Copy the material below word for word, from the line with "For the trial run, indicate each instance of the orange" up to and including the line with "x=928 y=341".

====

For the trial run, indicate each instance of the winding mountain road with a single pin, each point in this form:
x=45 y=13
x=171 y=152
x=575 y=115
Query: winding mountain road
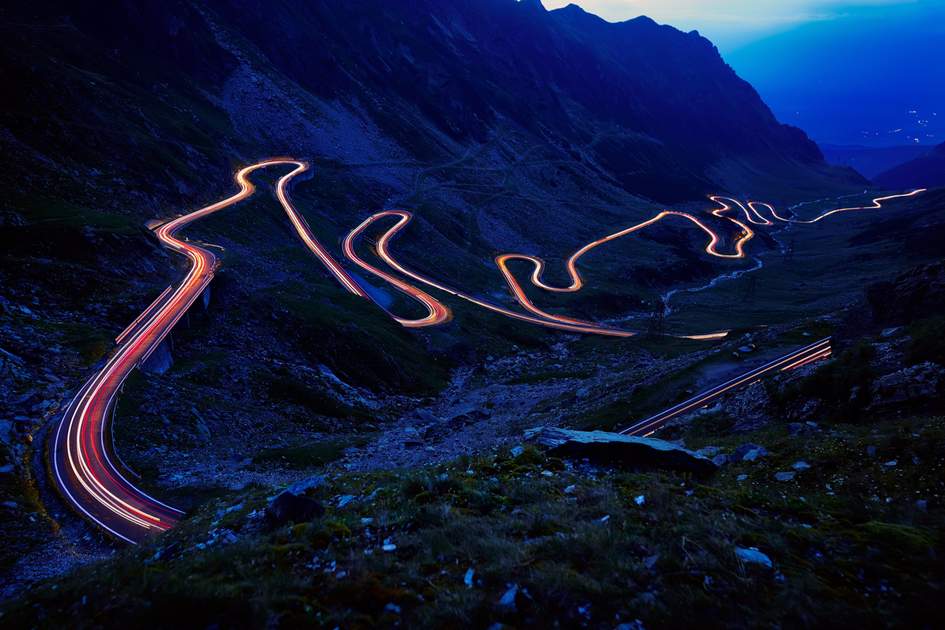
x=82 y=457
x=790 y=361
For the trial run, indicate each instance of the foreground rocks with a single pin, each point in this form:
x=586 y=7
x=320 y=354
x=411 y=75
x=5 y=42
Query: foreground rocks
x=620 y=450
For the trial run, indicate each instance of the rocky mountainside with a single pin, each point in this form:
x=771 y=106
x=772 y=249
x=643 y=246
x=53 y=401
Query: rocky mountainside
x=926 y=171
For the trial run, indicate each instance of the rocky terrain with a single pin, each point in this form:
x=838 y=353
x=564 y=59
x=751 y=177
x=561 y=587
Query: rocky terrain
x=339 y=469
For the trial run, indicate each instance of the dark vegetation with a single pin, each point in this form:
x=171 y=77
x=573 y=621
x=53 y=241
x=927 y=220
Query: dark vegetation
x=573 y=545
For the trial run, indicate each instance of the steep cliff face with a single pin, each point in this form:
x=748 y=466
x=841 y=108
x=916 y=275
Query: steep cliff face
x=647 y=108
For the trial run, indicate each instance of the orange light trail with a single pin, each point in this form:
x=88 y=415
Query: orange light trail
x=81 y=460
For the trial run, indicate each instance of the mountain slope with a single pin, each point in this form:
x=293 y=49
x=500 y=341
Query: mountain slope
x=927 y=171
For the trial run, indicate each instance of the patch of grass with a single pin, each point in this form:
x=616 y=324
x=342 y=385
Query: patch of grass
x=573 y=539
x=928 y=341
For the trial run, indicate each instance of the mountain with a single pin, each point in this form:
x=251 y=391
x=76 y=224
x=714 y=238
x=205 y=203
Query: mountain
x=653 y=111
x=871 y=161
x=926 y=171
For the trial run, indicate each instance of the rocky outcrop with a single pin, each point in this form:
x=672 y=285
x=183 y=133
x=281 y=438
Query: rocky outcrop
x=913 y=295
x=620 y=450
x=914 y=385
x=290 y=507
x=160 y=360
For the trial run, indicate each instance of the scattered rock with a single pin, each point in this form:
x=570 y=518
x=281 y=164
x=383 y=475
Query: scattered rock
x=622 y=450
x=913 y=385
x=160 y=360
x=749 y=452
x=507 y=600
x=751 y=555
x=303 y=486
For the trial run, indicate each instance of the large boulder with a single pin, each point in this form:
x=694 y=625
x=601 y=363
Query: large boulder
x=289 y=507
x=913 y=386
x=917 y=293
x=620 y=450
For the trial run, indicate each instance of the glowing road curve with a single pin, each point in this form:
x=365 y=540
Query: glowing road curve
x=83 y=461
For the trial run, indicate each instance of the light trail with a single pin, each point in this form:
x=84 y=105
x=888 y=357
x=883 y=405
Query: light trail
x=793 y=360
x=82 y=465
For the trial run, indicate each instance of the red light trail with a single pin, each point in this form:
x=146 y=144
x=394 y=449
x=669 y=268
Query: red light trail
x=82 y=461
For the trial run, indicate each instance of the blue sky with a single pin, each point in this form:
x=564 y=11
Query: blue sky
x=728 y=23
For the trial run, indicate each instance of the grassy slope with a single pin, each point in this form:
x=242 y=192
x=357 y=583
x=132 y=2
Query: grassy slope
x=846 y=538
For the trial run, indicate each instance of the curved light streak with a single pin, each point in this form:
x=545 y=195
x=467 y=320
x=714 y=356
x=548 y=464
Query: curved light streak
x=82 y=466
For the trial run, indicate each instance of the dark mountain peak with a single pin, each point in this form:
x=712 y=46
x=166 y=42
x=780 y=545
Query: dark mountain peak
x=534 y=5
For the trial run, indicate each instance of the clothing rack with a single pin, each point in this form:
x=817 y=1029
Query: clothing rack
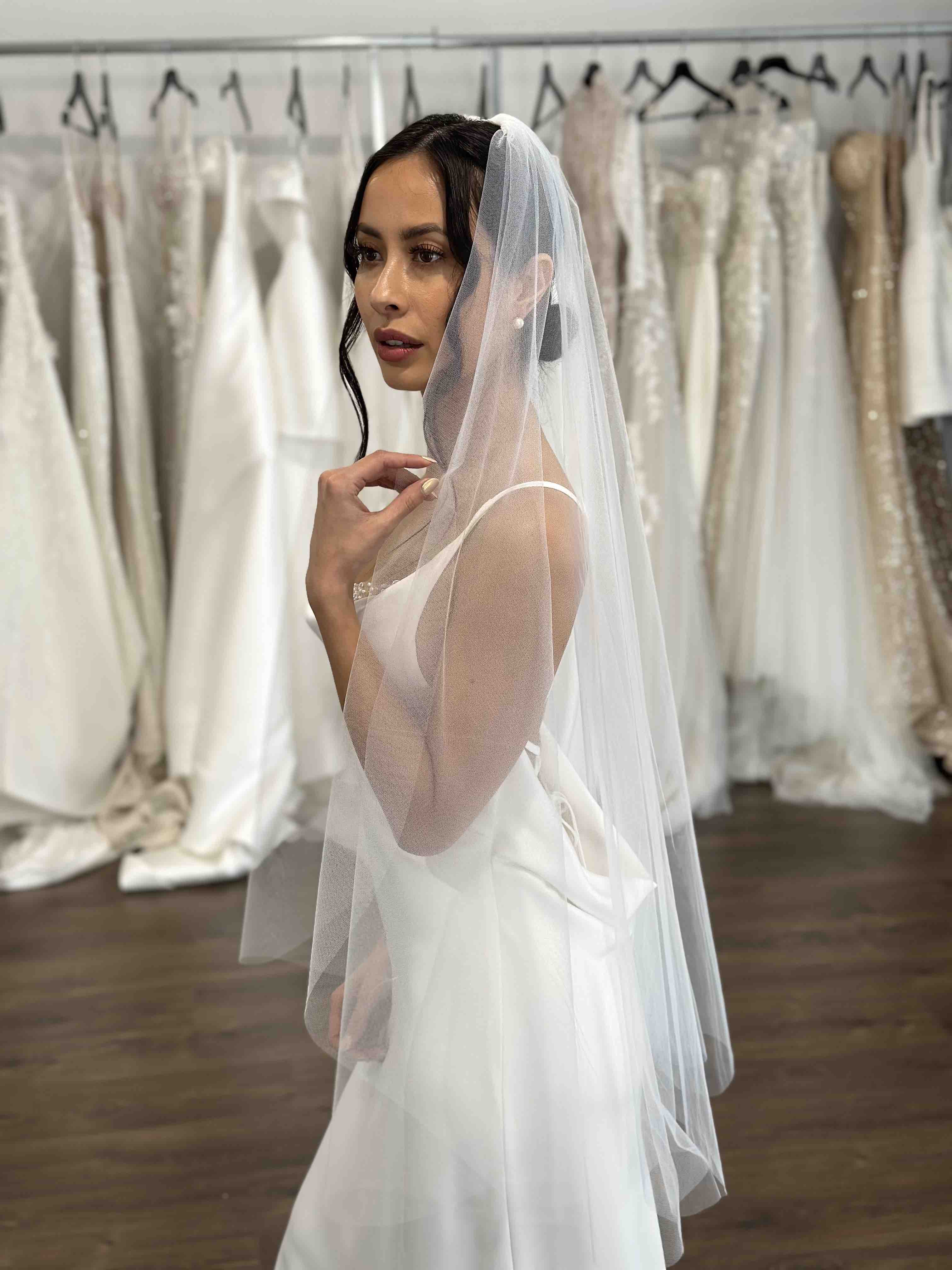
x=434 y=40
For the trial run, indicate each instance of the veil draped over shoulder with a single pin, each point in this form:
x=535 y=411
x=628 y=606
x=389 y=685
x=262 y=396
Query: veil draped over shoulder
x=509 y=859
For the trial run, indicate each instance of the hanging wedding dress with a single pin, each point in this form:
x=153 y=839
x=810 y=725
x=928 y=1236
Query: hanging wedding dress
x=745 y=567
x=92 y=422
x=648 y=384
x=692 y=226
x=68 y=696
x=508 y=905
x=177 y=205
x=138 y=516
x=829 y=736
x=867 y=291
x=301 y=319
x=395 y=418
x=926 y=275
x=228 y=698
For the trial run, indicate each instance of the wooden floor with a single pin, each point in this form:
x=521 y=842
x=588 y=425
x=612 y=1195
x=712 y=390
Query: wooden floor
x=161 y=1104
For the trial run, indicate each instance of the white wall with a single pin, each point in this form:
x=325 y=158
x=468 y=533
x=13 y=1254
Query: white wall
x=32 y=91
x=69 y=20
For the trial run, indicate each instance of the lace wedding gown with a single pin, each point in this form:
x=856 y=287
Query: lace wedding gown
x=591 y=129
x=66 y=712
x=858 y=166
x=829 y=736
x=177 y=200
x=230 y=731
x=452 y=1207
x=694 y=224
x=648 y=384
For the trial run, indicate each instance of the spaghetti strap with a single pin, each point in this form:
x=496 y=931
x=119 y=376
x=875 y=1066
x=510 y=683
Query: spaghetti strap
x=526 y=484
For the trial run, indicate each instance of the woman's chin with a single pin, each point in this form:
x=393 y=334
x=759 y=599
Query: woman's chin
x=405 y=379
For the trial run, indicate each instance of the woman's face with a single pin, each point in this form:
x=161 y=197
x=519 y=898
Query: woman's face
x=407 y=277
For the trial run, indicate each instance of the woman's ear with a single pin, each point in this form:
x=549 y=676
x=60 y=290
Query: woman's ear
x=535 y=283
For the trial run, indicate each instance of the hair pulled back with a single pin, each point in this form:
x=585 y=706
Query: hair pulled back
x=459 y=150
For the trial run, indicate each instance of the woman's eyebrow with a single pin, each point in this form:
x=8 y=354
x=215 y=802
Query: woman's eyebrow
x=414 y=232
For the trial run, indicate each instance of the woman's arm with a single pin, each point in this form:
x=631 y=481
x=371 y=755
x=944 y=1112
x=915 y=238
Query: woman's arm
x=516 y=590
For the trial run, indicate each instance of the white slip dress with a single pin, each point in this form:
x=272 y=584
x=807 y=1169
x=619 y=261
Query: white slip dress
x=444 y=1198
x=228 y=690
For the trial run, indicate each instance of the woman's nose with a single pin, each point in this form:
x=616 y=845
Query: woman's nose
x=388 y=289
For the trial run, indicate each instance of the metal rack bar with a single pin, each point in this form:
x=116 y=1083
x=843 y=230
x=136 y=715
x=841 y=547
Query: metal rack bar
x=356 y=44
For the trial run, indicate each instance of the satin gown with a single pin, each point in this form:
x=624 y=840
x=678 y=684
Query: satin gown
x=228 y=698
x=414 y=1171
x=648 y=384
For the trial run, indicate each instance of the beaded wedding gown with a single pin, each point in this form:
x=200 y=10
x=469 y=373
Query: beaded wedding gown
x=648 y=383
x=694 y=224
x=395 y=420
x=745 y=568
x=228 y=696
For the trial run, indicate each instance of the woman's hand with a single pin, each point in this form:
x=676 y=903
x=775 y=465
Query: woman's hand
x=347 y=536
x=369 y=988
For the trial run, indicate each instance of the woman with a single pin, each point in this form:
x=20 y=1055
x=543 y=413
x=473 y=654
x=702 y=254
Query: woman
x=512 y=957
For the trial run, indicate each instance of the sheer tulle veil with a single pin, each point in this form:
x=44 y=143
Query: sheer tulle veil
x=488 y=771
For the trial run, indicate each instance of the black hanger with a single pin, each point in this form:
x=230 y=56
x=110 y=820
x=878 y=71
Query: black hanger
x=233 y=84
x=867 y=70
x=547 y=82
x=295 y=110
x=172 y=81
x=643 y=72
x=744 y=73
x=682 y=72
x=106 y=116
x=591 y=72
x=820 y=74
x=79 y=96
x=411 y=100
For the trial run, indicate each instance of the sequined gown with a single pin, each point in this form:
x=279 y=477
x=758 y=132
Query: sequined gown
x=694 y=224
x=66 y=698
x=825 y=737
x=648 y=384
x=395 y=420
x=591 y=125
x=867 y=290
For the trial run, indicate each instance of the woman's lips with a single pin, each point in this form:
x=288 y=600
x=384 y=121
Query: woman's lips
x=395 y=352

====

* [SOLUTION BELOW]:
For the trial run, indicate each instance of the orange light trail with a single pin, each point in this form:
x=88 y=415
Query: orange light trail
x=81 y=460
For the trial run, indicate each instance of the mountain slope with a single pin, each point in this form:
x=293 y=49
x=500 y=341
Query: mountain slope
x=927 y=171
For the trial run, indicate each instance of the patch of grass with a single pin, each point in this form:
x=616 y=324
x=342 y=385
Query: patch of grass
x=573 y=539
x=928 y=341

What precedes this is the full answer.